═══ Entries shown
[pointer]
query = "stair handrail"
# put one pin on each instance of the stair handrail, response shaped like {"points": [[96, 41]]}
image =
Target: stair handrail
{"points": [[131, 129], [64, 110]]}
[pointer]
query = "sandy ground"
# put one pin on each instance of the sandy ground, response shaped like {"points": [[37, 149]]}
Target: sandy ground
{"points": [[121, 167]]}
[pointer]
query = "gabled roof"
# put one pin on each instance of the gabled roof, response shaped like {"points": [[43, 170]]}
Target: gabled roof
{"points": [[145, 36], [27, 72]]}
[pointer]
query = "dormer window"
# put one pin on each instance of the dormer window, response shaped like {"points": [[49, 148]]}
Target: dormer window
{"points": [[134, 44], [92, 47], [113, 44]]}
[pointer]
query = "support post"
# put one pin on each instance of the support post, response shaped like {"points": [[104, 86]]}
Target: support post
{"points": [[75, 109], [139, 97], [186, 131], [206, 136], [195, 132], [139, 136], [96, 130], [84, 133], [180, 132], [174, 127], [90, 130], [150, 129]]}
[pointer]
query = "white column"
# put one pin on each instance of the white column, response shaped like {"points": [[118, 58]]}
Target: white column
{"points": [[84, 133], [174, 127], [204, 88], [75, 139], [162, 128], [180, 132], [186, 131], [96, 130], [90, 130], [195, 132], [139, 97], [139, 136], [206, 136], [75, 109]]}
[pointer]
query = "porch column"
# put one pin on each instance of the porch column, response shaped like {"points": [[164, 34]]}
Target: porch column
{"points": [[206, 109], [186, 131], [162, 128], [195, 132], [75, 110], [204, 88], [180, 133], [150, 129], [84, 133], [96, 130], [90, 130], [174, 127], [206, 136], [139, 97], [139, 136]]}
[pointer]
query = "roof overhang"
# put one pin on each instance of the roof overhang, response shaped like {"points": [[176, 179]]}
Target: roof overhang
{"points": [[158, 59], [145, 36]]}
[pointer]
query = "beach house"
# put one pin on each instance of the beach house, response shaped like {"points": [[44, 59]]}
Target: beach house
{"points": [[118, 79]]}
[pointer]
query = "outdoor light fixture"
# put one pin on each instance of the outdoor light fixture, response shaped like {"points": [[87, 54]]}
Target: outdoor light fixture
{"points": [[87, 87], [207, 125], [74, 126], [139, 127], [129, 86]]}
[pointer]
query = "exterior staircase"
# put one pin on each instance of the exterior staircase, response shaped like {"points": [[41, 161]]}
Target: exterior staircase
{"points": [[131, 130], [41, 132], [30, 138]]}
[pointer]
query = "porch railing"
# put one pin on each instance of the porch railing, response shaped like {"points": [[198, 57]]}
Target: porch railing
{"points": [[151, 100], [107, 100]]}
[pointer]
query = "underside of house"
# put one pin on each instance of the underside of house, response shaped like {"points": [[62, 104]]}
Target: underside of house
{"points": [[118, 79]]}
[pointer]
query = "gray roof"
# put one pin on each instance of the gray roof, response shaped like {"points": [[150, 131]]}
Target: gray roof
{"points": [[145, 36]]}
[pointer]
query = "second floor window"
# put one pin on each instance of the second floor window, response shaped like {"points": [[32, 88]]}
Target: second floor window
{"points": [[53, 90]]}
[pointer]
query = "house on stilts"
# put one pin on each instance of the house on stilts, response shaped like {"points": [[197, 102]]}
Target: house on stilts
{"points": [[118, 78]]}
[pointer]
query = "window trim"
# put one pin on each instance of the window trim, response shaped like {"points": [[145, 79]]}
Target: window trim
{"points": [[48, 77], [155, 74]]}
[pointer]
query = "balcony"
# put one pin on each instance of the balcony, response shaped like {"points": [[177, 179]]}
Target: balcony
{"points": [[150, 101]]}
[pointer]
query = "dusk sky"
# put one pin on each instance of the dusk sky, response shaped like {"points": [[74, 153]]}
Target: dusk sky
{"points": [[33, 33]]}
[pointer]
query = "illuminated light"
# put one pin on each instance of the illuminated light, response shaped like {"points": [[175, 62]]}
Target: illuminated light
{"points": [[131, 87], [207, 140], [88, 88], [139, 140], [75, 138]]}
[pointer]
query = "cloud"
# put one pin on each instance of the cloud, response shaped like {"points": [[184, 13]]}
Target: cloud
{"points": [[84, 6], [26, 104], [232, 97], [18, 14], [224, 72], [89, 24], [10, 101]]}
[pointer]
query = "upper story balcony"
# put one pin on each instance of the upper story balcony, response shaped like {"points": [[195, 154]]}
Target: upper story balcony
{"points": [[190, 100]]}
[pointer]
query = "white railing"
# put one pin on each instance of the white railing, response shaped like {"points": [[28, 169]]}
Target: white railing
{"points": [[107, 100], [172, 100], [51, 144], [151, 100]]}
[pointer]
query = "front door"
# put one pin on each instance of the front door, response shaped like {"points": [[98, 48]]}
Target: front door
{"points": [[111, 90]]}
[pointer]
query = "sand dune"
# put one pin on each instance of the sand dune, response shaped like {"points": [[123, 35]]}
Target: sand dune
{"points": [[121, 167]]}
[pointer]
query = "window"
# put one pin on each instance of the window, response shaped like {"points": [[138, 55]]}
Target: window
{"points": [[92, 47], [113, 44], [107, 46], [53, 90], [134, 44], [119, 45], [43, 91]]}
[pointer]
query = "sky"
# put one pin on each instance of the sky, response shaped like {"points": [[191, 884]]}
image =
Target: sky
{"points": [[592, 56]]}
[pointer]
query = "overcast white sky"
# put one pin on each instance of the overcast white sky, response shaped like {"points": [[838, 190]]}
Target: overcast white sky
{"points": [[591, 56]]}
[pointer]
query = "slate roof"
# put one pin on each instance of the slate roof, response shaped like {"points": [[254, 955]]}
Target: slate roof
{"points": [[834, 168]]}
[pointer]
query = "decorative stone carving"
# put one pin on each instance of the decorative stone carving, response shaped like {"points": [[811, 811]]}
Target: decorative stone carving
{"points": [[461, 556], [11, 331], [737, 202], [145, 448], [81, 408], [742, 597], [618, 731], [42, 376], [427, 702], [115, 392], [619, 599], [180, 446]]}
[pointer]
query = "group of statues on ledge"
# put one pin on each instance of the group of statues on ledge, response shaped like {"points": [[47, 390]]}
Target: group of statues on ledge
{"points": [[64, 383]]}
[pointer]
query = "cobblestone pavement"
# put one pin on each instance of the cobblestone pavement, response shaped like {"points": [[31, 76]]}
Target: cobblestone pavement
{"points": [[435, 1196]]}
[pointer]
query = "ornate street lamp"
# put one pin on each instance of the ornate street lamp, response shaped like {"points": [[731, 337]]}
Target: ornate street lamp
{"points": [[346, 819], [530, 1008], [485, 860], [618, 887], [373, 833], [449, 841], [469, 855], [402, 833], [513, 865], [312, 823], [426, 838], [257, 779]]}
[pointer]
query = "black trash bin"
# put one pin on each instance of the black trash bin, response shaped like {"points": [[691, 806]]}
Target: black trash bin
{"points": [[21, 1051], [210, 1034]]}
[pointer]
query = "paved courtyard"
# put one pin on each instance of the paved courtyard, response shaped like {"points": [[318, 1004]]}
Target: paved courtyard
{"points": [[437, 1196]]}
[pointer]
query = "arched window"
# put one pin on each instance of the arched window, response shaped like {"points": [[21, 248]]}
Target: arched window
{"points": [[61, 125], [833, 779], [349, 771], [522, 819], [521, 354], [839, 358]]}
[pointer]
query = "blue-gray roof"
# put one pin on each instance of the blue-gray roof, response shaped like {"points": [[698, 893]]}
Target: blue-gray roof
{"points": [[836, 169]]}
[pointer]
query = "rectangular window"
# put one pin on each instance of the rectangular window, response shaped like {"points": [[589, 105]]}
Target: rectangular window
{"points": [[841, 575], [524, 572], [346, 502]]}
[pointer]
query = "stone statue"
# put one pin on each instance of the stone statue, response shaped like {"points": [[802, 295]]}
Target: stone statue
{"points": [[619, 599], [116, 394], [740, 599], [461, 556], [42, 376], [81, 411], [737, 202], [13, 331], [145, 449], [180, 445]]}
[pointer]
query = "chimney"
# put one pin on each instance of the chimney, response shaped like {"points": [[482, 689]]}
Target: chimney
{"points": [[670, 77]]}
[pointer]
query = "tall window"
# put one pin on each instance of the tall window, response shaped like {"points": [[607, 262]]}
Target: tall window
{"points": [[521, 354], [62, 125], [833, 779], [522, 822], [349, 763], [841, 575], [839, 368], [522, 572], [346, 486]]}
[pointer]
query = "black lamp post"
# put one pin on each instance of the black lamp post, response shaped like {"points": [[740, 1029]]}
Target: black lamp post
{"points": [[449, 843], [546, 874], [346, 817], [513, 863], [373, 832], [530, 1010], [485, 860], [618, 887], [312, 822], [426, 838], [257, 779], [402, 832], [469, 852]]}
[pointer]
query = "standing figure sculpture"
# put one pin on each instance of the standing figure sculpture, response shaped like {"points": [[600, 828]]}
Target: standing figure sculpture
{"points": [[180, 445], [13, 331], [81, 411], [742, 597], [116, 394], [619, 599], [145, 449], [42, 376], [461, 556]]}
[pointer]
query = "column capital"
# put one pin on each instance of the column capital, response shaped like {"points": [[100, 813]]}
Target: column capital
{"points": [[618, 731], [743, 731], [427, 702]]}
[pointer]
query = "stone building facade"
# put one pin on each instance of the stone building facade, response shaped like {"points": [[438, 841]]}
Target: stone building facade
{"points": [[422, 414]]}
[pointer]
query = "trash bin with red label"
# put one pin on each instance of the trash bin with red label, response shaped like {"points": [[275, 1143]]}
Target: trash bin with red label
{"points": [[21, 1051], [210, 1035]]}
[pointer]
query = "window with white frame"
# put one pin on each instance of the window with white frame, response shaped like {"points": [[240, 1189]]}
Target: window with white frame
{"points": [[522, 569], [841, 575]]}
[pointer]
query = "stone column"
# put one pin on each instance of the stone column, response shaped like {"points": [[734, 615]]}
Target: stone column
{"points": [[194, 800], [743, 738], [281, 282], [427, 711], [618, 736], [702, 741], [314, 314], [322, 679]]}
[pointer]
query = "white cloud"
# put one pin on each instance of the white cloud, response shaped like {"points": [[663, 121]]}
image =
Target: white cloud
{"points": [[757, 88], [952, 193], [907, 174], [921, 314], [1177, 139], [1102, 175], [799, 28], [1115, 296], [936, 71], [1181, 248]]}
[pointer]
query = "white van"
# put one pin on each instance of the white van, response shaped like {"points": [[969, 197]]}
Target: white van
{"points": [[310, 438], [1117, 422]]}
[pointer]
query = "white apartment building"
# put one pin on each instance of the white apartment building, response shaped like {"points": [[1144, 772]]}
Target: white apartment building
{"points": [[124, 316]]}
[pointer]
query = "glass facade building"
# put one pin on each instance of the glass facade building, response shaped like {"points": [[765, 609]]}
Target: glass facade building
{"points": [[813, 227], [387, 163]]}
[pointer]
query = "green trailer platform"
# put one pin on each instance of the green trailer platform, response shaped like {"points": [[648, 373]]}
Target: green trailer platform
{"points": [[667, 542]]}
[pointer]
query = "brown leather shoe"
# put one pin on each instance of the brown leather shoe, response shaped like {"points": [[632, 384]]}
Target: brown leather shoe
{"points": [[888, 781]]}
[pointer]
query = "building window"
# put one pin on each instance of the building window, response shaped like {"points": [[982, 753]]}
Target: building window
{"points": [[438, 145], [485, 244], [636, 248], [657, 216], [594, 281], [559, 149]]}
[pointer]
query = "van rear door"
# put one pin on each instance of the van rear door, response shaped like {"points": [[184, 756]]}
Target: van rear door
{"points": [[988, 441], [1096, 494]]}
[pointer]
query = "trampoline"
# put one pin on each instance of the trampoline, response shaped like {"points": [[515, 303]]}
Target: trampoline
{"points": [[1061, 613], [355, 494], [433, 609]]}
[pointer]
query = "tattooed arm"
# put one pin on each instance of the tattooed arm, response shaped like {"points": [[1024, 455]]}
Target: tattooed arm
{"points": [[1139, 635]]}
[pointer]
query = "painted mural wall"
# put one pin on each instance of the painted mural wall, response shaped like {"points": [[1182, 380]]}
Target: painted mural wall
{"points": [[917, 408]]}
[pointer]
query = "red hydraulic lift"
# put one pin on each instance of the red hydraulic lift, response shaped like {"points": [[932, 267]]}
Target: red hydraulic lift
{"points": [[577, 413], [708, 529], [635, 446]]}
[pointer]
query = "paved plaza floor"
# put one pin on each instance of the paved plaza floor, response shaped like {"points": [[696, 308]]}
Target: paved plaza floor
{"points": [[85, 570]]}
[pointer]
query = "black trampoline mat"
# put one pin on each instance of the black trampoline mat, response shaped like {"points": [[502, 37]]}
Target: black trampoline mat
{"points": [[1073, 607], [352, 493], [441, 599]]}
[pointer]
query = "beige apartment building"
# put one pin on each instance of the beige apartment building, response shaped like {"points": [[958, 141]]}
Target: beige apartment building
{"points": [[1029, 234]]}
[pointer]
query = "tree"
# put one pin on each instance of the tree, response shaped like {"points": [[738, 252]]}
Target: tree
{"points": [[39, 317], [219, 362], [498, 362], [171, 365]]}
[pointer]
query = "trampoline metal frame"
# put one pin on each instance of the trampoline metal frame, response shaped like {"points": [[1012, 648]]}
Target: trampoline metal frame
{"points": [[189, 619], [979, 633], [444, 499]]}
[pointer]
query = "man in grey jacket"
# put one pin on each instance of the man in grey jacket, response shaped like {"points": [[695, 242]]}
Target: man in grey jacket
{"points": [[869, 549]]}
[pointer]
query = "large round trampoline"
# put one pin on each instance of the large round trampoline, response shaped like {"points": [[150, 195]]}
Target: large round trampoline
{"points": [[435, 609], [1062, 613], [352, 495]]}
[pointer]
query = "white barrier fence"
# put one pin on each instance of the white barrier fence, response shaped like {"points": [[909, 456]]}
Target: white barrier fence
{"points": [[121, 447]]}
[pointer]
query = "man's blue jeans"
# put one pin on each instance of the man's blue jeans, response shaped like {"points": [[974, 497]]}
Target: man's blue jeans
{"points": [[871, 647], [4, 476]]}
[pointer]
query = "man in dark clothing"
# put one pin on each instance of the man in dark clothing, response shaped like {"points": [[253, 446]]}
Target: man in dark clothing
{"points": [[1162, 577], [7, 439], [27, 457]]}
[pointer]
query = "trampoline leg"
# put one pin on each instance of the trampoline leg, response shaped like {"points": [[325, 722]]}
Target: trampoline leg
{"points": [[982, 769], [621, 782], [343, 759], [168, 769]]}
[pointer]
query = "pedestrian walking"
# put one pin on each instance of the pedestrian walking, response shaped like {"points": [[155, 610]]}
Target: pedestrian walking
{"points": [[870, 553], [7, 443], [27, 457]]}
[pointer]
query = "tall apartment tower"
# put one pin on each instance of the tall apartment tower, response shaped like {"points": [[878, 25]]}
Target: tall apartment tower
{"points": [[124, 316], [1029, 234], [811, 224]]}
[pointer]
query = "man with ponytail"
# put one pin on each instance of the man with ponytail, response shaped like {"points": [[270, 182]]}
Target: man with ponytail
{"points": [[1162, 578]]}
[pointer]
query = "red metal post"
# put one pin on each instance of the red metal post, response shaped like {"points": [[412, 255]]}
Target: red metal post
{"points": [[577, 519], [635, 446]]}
══════
Collect every line from the material above that contains the word "dormer".

query = "dormer window"
# put one pin on each instance of the dormer window, response shaped like {"points": [[49, 148]]}
Target: dormer window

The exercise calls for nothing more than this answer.